# [Listed entries]

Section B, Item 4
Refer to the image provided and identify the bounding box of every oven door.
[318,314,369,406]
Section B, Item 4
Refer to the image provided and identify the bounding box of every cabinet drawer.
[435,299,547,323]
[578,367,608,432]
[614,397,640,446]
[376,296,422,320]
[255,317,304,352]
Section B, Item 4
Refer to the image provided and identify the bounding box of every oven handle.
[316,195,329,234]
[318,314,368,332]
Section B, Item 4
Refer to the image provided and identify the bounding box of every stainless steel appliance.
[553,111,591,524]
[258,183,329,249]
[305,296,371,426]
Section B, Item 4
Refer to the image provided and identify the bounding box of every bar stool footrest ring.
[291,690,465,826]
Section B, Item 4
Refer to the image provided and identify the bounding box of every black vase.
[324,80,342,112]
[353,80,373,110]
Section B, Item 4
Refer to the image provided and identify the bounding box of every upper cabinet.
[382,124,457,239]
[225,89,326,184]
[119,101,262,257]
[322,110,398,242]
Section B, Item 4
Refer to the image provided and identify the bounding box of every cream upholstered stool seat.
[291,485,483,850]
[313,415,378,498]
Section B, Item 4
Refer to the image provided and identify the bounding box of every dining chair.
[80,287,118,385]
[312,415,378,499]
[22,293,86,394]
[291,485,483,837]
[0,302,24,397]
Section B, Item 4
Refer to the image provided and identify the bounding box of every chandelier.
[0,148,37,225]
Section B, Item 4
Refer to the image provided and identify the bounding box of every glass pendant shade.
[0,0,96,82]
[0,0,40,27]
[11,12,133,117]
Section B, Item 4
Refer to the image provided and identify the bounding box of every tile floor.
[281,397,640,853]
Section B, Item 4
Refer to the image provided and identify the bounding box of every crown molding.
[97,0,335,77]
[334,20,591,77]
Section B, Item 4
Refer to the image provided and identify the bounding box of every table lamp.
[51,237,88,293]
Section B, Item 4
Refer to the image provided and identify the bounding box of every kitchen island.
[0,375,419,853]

# [Written task]
Reproduce the listing above, switching "Refer to the image provided" to "Consult the accompanying image" wherever it occurs and leaving everything else unchanged.

# [Solution to this task]
Section B, Item 4
Consult the accompanying image and identify the bounding box of every oven door.
[318,314,369,406]
Section B, Item 4
Consult the accompanying image and identify the bounding box of every cabinet drawer.
[435,299,547,323]
[578,367,608,432]
[614,397,640,446]
[376,296,422,320]
[255,317,304,352]
Section B, Item 4
Consult the accompanying image and identify the bounding box of every oven handle.
[316,195,329,234]
[318,314,368,332]
Section B, Item 4
Consult the accompanying image and identify the bounding box of every stainless steel appliance.
[553,111,591,524]
[258,183,329,249]
[305,296,371,426]
Section B, Item 4
Consult the accompanying image and identify the bounding box of every bar stool footrest ring.
[291,690,465,826]
Section B, Item 4
Consult the accompanying image and identify the bounding box of every black vase.
[324,80,342,112]
[353,80,373,110]
Section B, Item 4
Consult the accompanying image and identify the bounding box of every upper cabinet.
[382,124,457,239]
[225,89,326,184]
[119,101,262,257]
[322,110,398,242]
Section B, Item 4
Consult the accompanying image and identify the bounding box of every cream upholstered stool seat.
[291,485,483,850]
[313,415,378,498]
Section B, Item 4
Consult the accompanying image and identify the bounding box of every dining chair.
[80,287,118,385]
[312,415,378,499]
[22,293,86,394]
[291,485,483,837]
[0,302,24,397]
Section B, Item 4
Consult the accompanying image and identify the bounding box of every chandelier.
[0,148,37,225]
Section B, Item 4
Consult the accompanying image and identify the bounding box of every glass pendant shade.
[0,0,96,82]
[0,0,40,27]
[11,12,133,117]
Section B, Item 4
Consult the accompanying image and identify the bounding box of every tile floor.
[281,397,640,853]
Section B, Item 4
Consult the accompanying image and identify the bounding box of every crown molding.
[97,0,335,77]
[334,20,591,77]
Section B, Item 4
Consult the accompanying image and identify the bounding box of every table lamp.
[51,237,88,293]
Section B, Item 4
Consult the accompanying image and identify the bounding box of every kitchen island.
[0,375,419,853]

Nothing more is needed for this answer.